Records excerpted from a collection
· · · · ·
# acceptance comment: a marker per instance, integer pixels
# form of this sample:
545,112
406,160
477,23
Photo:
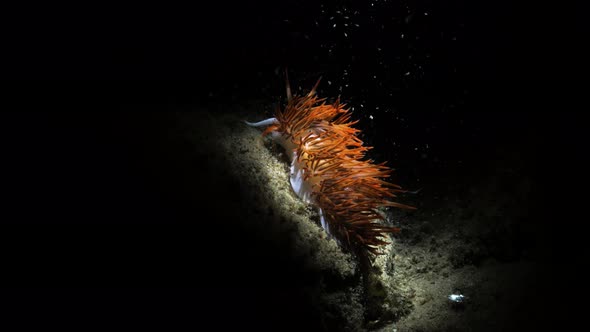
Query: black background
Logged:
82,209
· · · · ·
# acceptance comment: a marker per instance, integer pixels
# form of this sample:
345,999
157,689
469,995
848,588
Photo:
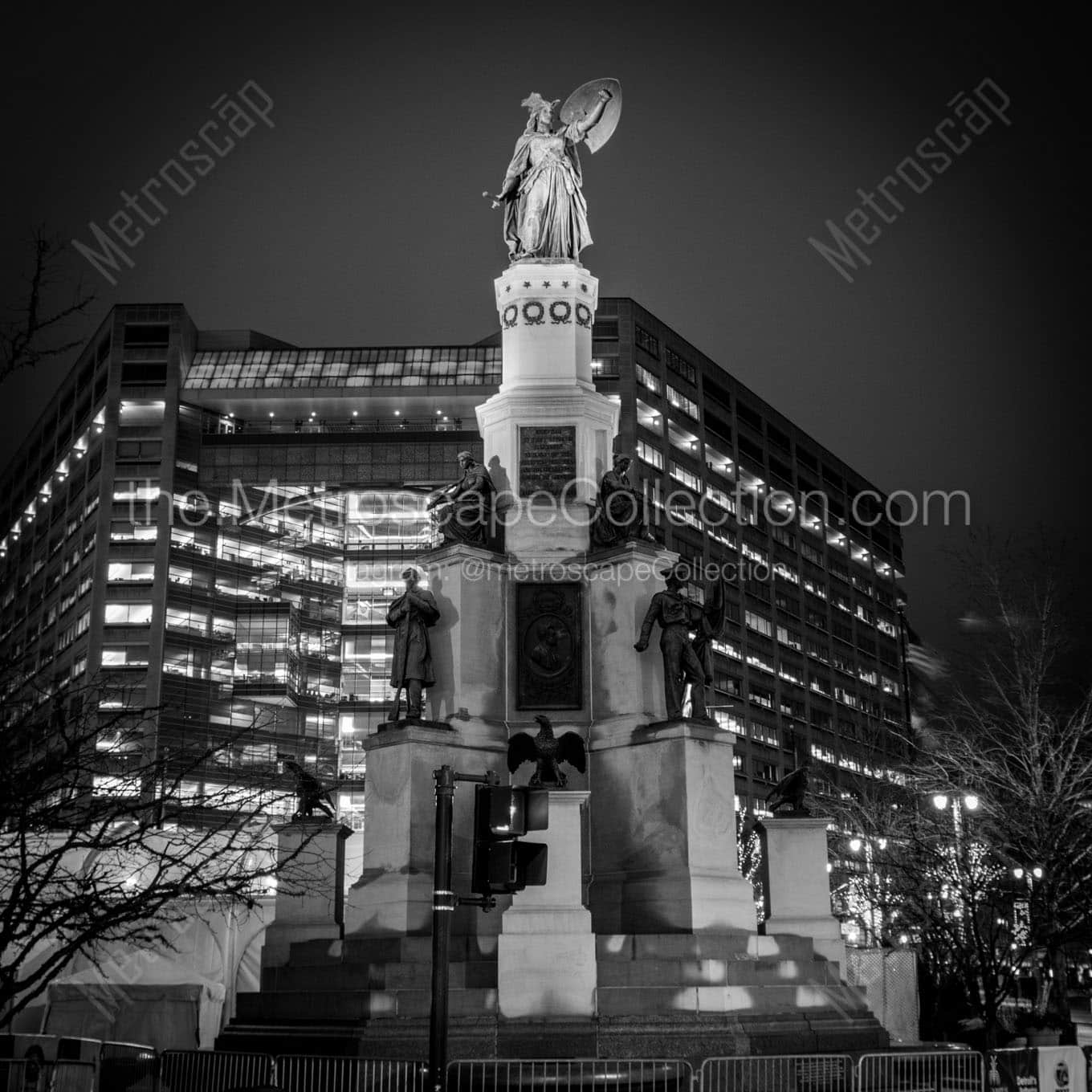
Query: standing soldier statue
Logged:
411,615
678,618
· · · · ·
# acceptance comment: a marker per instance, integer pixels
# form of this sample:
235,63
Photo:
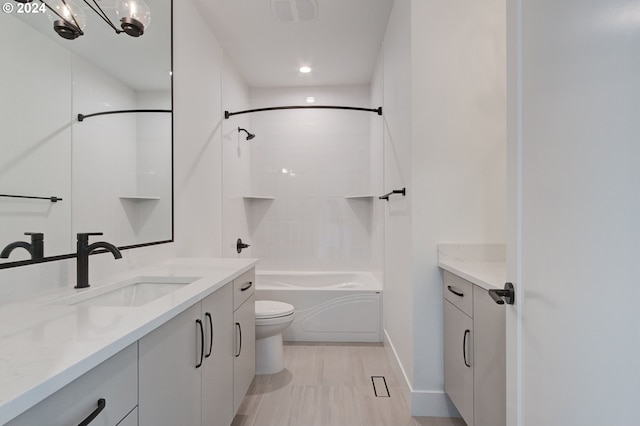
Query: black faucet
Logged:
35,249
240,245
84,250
· · · · ·
#### Task item:
State how many lines of the records above contain the word "black", giving only that number.

#### Exercise result:
2